[Records from a data collection]
-*-*-

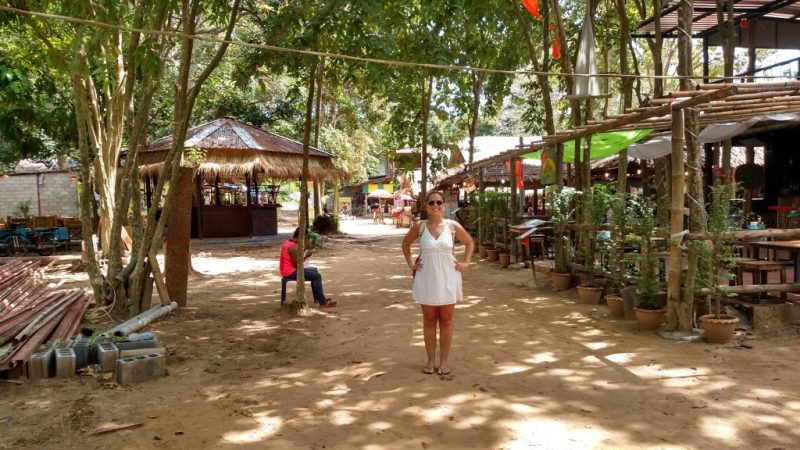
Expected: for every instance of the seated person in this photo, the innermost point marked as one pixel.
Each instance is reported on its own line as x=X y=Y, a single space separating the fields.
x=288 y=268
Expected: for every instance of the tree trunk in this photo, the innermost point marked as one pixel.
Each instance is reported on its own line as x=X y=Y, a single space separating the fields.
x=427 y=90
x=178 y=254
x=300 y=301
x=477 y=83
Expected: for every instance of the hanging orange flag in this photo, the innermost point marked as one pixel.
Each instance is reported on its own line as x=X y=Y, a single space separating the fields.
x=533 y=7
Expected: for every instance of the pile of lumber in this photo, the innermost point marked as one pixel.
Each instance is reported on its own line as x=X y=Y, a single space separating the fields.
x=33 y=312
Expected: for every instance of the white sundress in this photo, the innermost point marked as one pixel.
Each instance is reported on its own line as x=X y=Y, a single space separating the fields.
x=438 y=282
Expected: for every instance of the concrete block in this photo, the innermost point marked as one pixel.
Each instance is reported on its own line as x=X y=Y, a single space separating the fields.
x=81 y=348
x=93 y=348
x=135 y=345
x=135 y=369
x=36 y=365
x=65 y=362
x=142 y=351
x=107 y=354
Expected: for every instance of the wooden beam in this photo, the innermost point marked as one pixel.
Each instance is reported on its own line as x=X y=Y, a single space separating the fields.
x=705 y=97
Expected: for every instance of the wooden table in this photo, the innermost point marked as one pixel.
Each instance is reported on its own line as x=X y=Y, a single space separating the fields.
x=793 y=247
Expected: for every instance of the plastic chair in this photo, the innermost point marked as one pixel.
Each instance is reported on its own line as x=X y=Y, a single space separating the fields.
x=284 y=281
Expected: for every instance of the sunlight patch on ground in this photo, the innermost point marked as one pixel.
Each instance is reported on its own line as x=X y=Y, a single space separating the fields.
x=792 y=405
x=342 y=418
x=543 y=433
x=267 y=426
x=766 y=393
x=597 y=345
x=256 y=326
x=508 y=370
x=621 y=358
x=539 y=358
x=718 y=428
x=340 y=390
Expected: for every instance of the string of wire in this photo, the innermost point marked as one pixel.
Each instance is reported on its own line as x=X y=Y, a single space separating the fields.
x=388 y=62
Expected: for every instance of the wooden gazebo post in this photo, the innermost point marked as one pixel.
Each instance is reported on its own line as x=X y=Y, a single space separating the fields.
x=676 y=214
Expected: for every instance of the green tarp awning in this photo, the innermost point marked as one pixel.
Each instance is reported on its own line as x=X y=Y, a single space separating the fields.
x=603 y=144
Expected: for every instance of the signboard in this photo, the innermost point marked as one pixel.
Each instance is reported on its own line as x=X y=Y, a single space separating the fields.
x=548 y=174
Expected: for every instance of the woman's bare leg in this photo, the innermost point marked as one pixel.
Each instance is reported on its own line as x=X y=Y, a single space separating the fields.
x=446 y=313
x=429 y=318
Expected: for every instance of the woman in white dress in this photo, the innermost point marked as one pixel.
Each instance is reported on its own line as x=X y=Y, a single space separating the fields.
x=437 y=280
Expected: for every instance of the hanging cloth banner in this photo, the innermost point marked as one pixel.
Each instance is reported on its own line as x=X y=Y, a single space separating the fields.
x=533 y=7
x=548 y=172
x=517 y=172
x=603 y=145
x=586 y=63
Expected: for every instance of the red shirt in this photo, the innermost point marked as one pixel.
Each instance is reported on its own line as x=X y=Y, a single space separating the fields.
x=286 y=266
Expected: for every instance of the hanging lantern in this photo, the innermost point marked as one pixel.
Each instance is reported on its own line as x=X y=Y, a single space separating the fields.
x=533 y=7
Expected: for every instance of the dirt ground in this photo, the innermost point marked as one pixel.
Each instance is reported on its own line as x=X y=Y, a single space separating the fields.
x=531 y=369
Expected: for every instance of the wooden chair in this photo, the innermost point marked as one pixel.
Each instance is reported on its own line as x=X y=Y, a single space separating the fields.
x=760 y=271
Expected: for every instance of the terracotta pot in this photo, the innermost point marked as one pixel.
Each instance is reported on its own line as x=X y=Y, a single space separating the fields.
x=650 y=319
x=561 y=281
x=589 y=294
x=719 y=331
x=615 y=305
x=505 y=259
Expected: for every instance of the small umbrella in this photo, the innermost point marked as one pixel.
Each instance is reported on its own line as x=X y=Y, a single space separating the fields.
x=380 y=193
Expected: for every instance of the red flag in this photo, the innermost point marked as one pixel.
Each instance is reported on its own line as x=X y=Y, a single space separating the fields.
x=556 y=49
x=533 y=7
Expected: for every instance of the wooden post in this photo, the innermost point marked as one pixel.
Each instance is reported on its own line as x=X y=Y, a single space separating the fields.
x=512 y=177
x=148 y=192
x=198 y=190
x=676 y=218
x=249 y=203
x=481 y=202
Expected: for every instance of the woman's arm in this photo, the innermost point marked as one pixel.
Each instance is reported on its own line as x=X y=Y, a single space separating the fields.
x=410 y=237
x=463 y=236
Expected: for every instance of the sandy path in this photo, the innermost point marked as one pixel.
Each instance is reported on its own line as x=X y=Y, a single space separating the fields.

-*-*-

» What you should do: Reproduce only the lines between the line containing "Expected: for every instance of the wooden post" and the last line of the records, those two lines included, exactly.

» Task solution:
Expected: for every instance of the wooden post in this photo, the innermost point marked as one pixel.
Each instance is reported on its own line as x=X y=Y, a single space separating the fields.
x=512 y=177
x=148 y=192
x=198 y=190
x=676 y=218
x=249 y=203
x=481 y=202
Expected: for every instance of the woman's arm in this photo, the innermost point marked as one pixel.
Each instance is reported on its own line as x=X y=Y, a single space separating the fields.
x=410 y=237
x=463 y=236
Expected: for every instance of the sandy path in this photo, the innermost point marked as one pixel.
Each instance is reported on its own line as x=X y=Y, a single space separating the fields.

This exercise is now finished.